# Problem details
All records below must be reproduced exactly, although any pictures they contain are to be omitted.

# Data for this exercise

== Segment start ==

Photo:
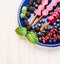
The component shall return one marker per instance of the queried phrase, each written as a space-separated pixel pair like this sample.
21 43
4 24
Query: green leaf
22 15
32 37
21 31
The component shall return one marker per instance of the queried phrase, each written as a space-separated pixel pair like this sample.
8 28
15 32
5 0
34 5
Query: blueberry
39 34
28 14
59 28
38 1
30 2
54 24
58 20
54 35
50 41
33 27
46 28
40 39
39 25
51 27
58 25
36 5
37 29
44 31
28 28
31 9
25 18
26 23
34 0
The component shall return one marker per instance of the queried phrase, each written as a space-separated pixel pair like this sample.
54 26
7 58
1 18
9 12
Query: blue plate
20 22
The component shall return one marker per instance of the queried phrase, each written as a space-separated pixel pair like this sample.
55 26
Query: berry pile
46 28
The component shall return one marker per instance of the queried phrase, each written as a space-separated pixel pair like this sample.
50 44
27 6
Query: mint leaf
32 37
21 31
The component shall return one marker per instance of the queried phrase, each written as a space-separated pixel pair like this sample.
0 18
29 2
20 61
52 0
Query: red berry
59 32
51 34
42 37
54 40
44 41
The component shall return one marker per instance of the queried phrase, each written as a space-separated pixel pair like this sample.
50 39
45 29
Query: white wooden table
17 50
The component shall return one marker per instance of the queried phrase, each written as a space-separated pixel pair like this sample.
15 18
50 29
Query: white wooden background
14 49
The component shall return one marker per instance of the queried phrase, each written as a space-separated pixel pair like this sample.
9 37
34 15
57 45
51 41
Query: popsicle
52 19
46 11
38 11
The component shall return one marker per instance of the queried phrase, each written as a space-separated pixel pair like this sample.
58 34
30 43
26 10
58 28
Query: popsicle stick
37 20
47 24
42 28
32 20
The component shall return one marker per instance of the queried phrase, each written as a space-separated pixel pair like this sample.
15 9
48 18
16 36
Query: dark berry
54 35
33 27
36 5
46 28
28 28
40 39
39 25
25 18
58 21
59 28
30 2
38 1
50 41
31 9
58 25
28 14
54 24
37 29
26 23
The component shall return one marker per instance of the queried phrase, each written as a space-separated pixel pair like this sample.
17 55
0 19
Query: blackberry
26 23
28 14
38 1
25 18
28 28
37 29
31 9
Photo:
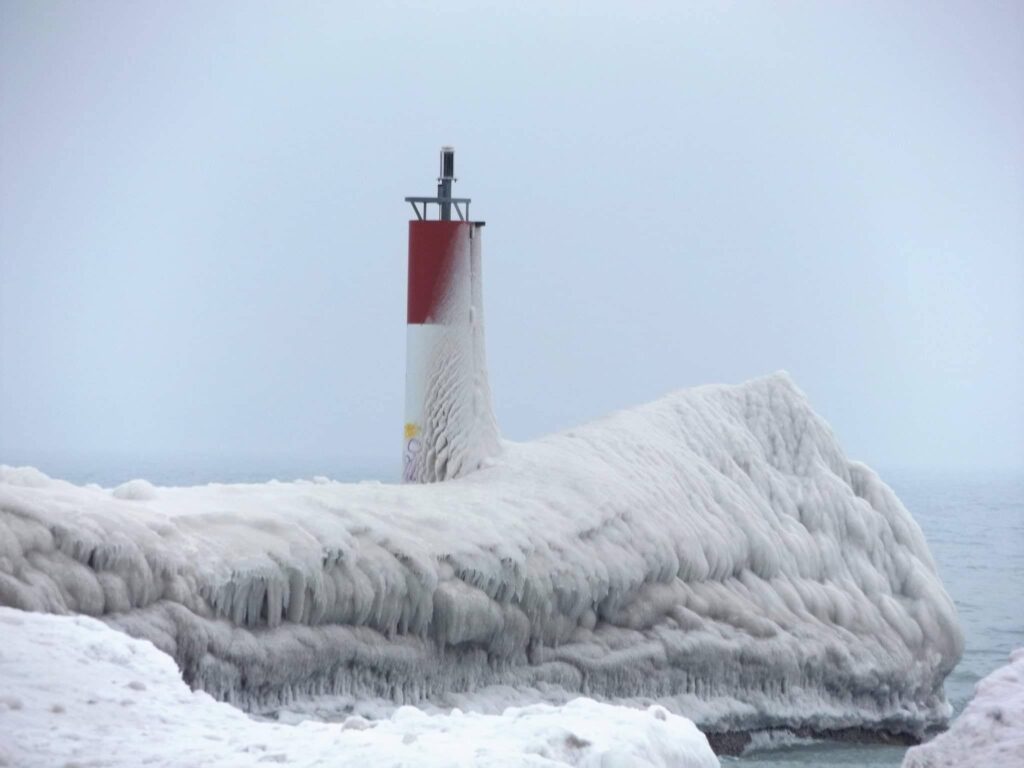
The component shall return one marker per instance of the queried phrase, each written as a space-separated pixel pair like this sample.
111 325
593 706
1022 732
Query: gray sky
203 233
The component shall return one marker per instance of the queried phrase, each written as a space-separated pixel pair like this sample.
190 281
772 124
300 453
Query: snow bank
988 732
713 551
75 691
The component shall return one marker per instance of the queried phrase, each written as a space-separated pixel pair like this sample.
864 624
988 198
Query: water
975 527
974 524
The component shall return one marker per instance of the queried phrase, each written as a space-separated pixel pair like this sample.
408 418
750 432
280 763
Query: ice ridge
713 551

== Segment end ==

# Result
Photo:
The component shall return one marker per instance of the queried phrase, each written as a space-separated pixel pair like this sample.
21 43
4 24
Query: green leaf
22 15
32 37
21 31
The component shall return one marker per instance of the queried phrase, each written as a space-separated pixel pair like this sample.
8 28
15 32
5 0
34 5
Query: blueberry
39 34
28 14
59 28
38 1
30 2
54 24
58 20
54 35
50 41
33 27
46 28
40 39
39 25
51 27
58 25
36 5
37 29
44 31
28 28
31 9
25 18
26 23
34 0
The component shall return one marker per instance of the queried phrase, each written as a space-separated pixel pair like this sample.
54 26
7 58
1 18
9 12
Query: blue plate
20 22
The component shall return one marker per instance of the queried phrase, each written as a space-separated pixel pair like this sample.
55 26
Query: berry pile
46 28
The component shall return one marker per instance of the queried phrase, each written as a space-separated pixel pair like this sample.
50 44
27 6
Query: mint leaf
32 37
21 31
The component shall return one marker per instance of the queried phrase, each written as a space-separated pixel pair like this sample.
0 18
29 2
20 61
52 0
Query: red berry
59 32
51 34
42 37
54 40
44 41
The component shall return one marker per instance of the queried phrase, each written as a space-separated pixel pair like this sample.
50 39
45 29
Query: white wooden table
17 50
The component shall return one marker per instance of the queried phrase, each written as a space-separated pixel pair like this sample.
15 18
50 29
Query: white wooden background
14 49
The component shall return one marker per instance of the queried phrase, each written as a space-separated pixel pair like this sample.
9 37
34 15
57 45
51 41
Query: popsicle
52 19
46 11
38 11
The component shall return one marker per instance of the queried phrase, each written as a space-separated pixel pair like this sample.
58 34
30 43
26 10
58 28
Query: popsicle stick
37 20
47 24
42 28
32 20
The component shall return one marker per instance of the queried phrase, each written as a space-separated pixel pair like this sample.
15 9
48 18
16 36
Query: dark berry
54 35
33 27
36 5
46 28
28 28
40 39
39 25
25 18
58 21
59 28
30 2
38 1
50 41
31 9
58 25
28 14
54 24
37 29
26 23
The component shall return one marker per instance of the queried phrase, each written as a space-separated pixel pair like this sample.
17 55
0 19
Query: blackberry
26 23
28 14
38 1
25 18
28 28
37 29
31 9
Photo:
The component shall return one marker per instance of the queried phrase, each written as a space-separated pixel pair like this sample.
111 325
593 706
1022 732
Query: gray sky
203 233
The component shall return one marker per instance of the queried phrase, each written as a space-separated pixel pair like this sample.
190 281
772 124
300 453
Query: snow bank
988 732
713 551
75 691
The component shall return one marker per instance of the queried phrase, each written as a space-separated pixel pair like this sample.
864 624
988 198
Query: water
975 527
974 524
The component shall return one marker per instance of the queried phrase, each written as a space-separated pixel pair like this sample.
408 418
750 432
280 763
Query: ice ridge
713 551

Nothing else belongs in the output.